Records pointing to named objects
— START —
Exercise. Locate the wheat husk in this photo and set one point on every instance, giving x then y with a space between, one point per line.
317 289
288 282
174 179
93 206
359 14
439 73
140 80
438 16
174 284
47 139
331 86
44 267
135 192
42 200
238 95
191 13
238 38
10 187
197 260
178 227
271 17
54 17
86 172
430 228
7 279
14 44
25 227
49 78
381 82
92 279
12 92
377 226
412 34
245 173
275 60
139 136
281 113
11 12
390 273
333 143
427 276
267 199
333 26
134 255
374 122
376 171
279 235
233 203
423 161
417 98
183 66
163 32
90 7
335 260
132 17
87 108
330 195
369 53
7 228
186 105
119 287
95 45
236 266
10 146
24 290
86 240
— END —
* **Task objective**
Format every line of the records above as a JSON array of strings, with one string per line and blank lines omitted.

* **Answer in full**
[
  "Exercise. Locate the wheat husk in this photo and set one point on every instance, giving x then y with a space between, one point per line.",
  "317 289",
  "288 282",
  "174 179",
  "93 206",
  "359 14",
  "439 73",
  "140 80",
  "438 16",
  "174 284",
  "47 139",
  "331 86",
  "44 267",
  "135 192",
  "42 200",
  "238 95",
  "191 13",
  "238 38",
  "10 187",
  "197 260",
  "178 227",
  "271 17",
  "54 17",
  "86 172",
  "430 228",
  "7 279",
  "14 44",
  "25 227",
  "49 78",
  "381 82",
  "92 279",
  "12 92",
  "377 226",
  "412 34",
  "245 173",
  "275 60",
  "139 136",
  "281 113",
  "11 12",
  "390 273",
  "333 143",
  "427 276",
  "267 199",
  "333 26",
  "134 255",
  "374 122",
  "376 171",
  "279 235",
  "233 203",
  "423 161",
  "417 98",
  "183 66",
  "163 32",
  "90 7",
  "335 260",
  "132 17",
  "87 108",
  "330 195",
  "369 53",
  "7 228",
  "186 105",
  "119 287",
  "95 45",
  "236 266",
  "10 146",
  "24 290",
  "86 240"
]